-- Tasks and exercises --
1: Please reproduce the passage of the Pi broadcaster notes from "Recommendation" up to and including "the reliable fallback.".
2: Answer these questions from the Pi broadcaster notes:
(a) What resolution does the stated goal give for the broadcaster?
(b) How much RAM does the Pi 3B+ have?
(c) Which operating system does the setup section name?

-- Page --

══════════════════════════════

I’d publish the build log but it’s got sooooo much personal info it in so fuck off

Goal: USB-powered, WiFi NDI broadcaster at 1280x720 @ 15–30fps. Physically tiny, single USB charger into the wall.

Existing NUC setup documented at log - target cam nuc — the software stack is identical, just compiled for ARM instead of x86_64.


Pi Options

Pi Zero 2W — Smallest possible

  • Quad-core Cortex-A53 @ 1GHz, 512MB RAM
  • Power: micro USB (PWR IN port) — any USB charger works, draws ~1.5–2W under load
  • Webcam: USB OTG adapter into the second micro USB port
  • WiFi: built-in
  • Size: credit card, genuinely tiny
  • Concern: 1GHz is tight for 720p @ 30fps NDI. Likely fine at 15fps, worth testing at 30fps — the YUYV→UYVY byte swap is cheap but NDI has overhead
  • Cost: ~$20 AUD

Pi 3B+ — Middle ground

  • Quad-core Cortex-A53 @ 1.4GHz, 1GB RAM
  • Power: micro USB, draws ~2–3W — needs a decent charger (2.5A+)
  • Webcam: full-size USB-A port, no adapter needed
  • WiFi: built-in
  • 720p @ 30fps: should handle it comfortably
  • Cost: ~$50–60 AUD (harder to find new)

Pi 4 (2GB) — Safe bet

  • Quad-core Cortex-A72 @ 1.8GHz, 2GB RAM
  • Power: USB-C, draws ~3–4W — needs a 5V/3A USB-C charger
  • Webcam: full-size USB-A port
  • WiFi: built-in
  • 720p @ 30fps: no issues, headroom to spare
  • Cost: ~$60–80 AUD

Recommendation

Start with Pi Zero 2W if you want the smallest possible footprint — test at 15fps first, try 30fps and see. If it struggles, Pi 4 is the reliable fallback.

For the power setup on Zero 2W:

  • USB charger → PWR IN (left micro USB port)
  • Webcam → micro USB OTG adapter → USB port (right micro USB port)
  • One cable in the wall, one cable to the webcam, done

Setup — Same as NUC, ARM Version

OS: Raspberry Pi OS Lite (64-bit) — headless, no desktop needed. Configure WiFi during flash via Raspberry Pi Imager (Advanced Options).

1. Install build tools

sudo apt update && sudo apt install -y curl gcc make v4l-utils

2. Install NDI SDK (ARM64)

══════════════════════════════

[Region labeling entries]
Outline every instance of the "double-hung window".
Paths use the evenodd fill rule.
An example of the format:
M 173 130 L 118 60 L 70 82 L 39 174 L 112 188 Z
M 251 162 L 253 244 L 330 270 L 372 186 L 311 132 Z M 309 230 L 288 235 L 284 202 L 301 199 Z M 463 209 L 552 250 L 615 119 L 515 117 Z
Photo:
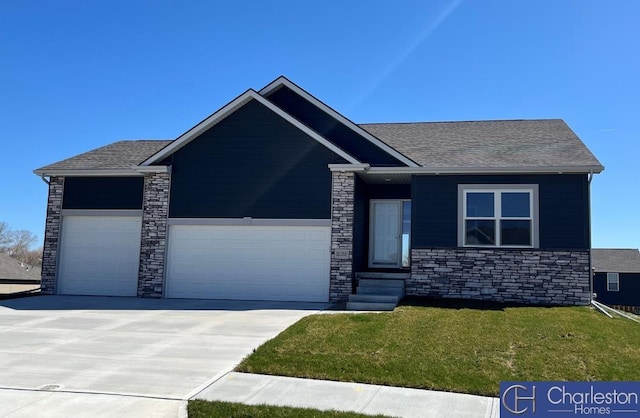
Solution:
M 460 185 L 459 192 L 459 245 L 538 246 L 537 185 Z
M 620 291 L 620 275 L 618 273 L 607 273 L 607 291 Z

══════════════════════════════

-- Complete answers --
1:
Recommendation

Start with Pi Zero 2W if you want the smallest possible footprint — test at 15fps first, try 30fps and see. If it struggles, Pi 4 is the reliable fallback.

2:
(a) 1280x720
(b) 1GB
(c) Raspberry Pi OS Lite (64-bit)